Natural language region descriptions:
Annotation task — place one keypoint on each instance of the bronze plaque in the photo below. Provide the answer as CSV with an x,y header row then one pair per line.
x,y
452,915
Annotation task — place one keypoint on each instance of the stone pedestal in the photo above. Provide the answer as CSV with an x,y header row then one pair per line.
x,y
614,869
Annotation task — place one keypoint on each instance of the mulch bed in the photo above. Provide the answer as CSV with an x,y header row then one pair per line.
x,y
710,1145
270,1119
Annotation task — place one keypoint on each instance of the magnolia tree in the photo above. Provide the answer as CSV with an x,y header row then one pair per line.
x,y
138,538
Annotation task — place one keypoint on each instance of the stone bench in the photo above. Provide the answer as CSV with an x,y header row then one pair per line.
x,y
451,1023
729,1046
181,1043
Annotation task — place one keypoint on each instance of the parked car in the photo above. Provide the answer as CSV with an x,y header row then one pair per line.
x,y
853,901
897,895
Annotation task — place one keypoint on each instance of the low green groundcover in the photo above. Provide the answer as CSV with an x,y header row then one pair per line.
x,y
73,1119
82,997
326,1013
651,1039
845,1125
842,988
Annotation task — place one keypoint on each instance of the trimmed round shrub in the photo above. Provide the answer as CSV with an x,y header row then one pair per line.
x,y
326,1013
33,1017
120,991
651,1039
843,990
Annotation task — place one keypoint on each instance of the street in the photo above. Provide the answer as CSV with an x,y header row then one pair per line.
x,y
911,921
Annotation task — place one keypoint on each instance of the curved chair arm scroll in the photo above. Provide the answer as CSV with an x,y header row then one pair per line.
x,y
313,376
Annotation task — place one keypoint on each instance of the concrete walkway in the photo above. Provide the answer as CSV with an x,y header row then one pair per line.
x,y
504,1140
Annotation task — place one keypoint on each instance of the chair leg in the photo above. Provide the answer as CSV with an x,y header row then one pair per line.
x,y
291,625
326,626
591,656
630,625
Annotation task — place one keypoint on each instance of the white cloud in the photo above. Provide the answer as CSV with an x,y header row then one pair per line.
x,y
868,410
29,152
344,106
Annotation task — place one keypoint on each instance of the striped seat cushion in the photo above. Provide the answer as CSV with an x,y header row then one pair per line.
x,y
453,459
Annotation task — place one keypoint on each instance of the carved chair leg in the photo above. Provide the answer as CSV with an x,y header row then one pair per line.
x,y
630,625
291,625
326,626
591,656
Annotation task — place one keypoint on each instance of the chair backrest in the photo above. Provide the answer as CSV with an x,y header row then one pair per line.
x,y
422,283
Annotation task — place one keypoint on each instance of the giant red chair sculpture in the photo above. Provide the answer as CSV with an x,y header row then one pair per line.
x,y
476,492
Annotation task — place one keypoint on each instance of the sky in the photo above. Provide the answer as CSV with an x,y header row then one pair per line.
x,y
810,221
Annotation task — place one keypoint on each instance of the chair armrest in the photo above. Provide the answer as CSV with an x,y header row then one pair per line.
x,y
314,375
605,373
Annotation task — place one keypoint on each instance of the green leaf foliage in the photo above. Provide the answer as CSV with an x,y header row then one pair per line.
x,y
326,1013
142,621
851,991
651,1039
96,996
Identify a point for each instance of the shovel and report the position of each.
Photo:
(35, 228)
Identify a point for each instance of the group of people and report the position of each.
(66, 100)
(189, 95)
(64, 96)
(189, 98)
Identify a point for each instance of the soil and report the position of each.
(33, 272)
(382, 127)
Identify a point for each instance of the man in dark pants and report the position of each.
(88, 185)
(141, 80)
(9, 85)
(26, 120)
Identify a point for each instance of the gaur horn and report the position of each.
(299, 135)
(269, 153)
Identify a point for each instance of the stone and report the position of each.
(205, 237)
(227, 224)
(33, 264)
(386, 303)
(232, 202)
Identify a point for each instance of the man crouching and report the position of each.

Required action
Nothing is to be left out; reproduce each record exactly.

Solution
Annotation task — place one keypoint on each instance of the bronze plaque in the photo below. Provide the answer as CSV with an x,y header row then one pair per line.
x,y
452,915
Annotation task — place one keypoint on each instance of the stone pedestal in the photo above. Provide the answer as CSV with an x,y header row then one pair per line.
x,y
614,869
Annotation task — place one keypoint on each instance of the mulch bed in the photo above. Provide the answer as CSV with an x,y header row then one pair per line.
x,y
710,1145
270,1119
Annotation task — place one keypoint on each instance of the magnolia tree in the photo above. Provide the answer as CSV with an x,y header row then one pair per line.
x,y
138,538
Annotation task — place one keypoint on each instance of the stone bench in the photo above. Provide the answer as CSV with an x,y header row then one pair per line.
x,y
451,1023
729,1046
181,1043
Annotation task — place one keypoint on each instance of the parked car in the photo above. Provide the answer as CSV with an x,y header row then one pair per line.
x,y
853,901
897,895
Annotation task — place one keypoint on each instance of the low green groundcover in the photo above. Provide the answer as CSV with an x,y header row then one pair per line.
x,y
73,1119
82,997
326,1013
651,1039
845,1125
842,988
Annotation task — place one keypoint on each instance of the trimmed round shrub in the photo above. Provide the answer as CSV with an x,y header row then one pair per line.
x,y
326,1013
33,1017
120,991
651,1039
843,990
Annotation task — place one keypoint on each instance of the street in the photo above. Provide the answer as CSV with an x,y header row then one pair per line.
x,y
911,921
Annotation task — place one keypoint on each instance of the curved chair arm scroll in the photo above. Provide the answer as CSV with an x,y header row then one pair per line.
x,y
313,376
Annotation task — place one keypoint on each instance of the concrete walkway in the photo above. Provide the answer as CSV with an x,y header row then one pair per line.
x,y
504,1140
Annotation task — place one keypoint on each instance of the chair leg in the photo above. Provide the answer as CSV with an x,y header row then one pair per line.
x,y
291,625
326,626
591,656
630,625
Annotation task — place one keypoint on each instance of the white cloud in the photo above. Provide the answer as CSV with an x,y header row then one pair per line.
x,y
868,410
29,152
344,106
Annotation task — place one keypoint on each instance of the striped seat cushion in the photo above. Provide the answer as CSV with an x,y header row then one pair per line.
x,y
453,459
Annotation task — place one keypoint on each instance of the carved chair leg in the photo above. Provide the answer as CSV with an x,y header row then one pair per line.
x,y
630,625
291,625
326,626
591,656
Annotation task — place one keypoint on each instance of the chair backrest in the photo above. Provide the answer as CSV with an x,y header row then one pair per line.
x,y
422,283
Annotation task — place one keypoint on each instance of the giant red chair sculpture in the photo above. Provide the answer as CSV with an x,y header row then one pair per line.
x,y
476,492
Annotation task — place one keypoint on each instance of the sky in the photo above. Provide the answer as CSV with an x,y header row then one pair per line.
x,y
810,221
Annotation task — place one keypoint on each instance of the chair armrest in the photo above. Provide the answer as CSV with an x,y header row then one pair per line.
x,y
314,375
605,373
Annotation task — place one keypoint on each instance of the green leaf foliage in the photo above. Provide the answer as CSV with an x,y header row then one pair per line.
x,y
326,1013
142,621
851,991
651,1039
96,996
Identify a point for each instance of the shovel and report the position of each.
Photo:
(35, 228)
Identify a point for each instance of the group of people and report the position of each.
(66, 100)
(189, 95)
(64, 96)
(189, 98)
Identify a point for each instance of the soil and report the position of each.
(33, 272)
(382, 127)
Identify a point for each instance of the man in dark pants and report the position of each.
(88, 185)
(141, 80)
(9, 85)
(26, 120)
Identify a point for each instance of the gaur horn and report the position of each.
(299, 135)
(269, 153)
Identify a point for each instance of the stone and report the position of each.
(205, 237)
(227, 224)
(33, 264)
(386, 303)
(232, 202)
Identify a point for each instance of the man crouching and report the position of each.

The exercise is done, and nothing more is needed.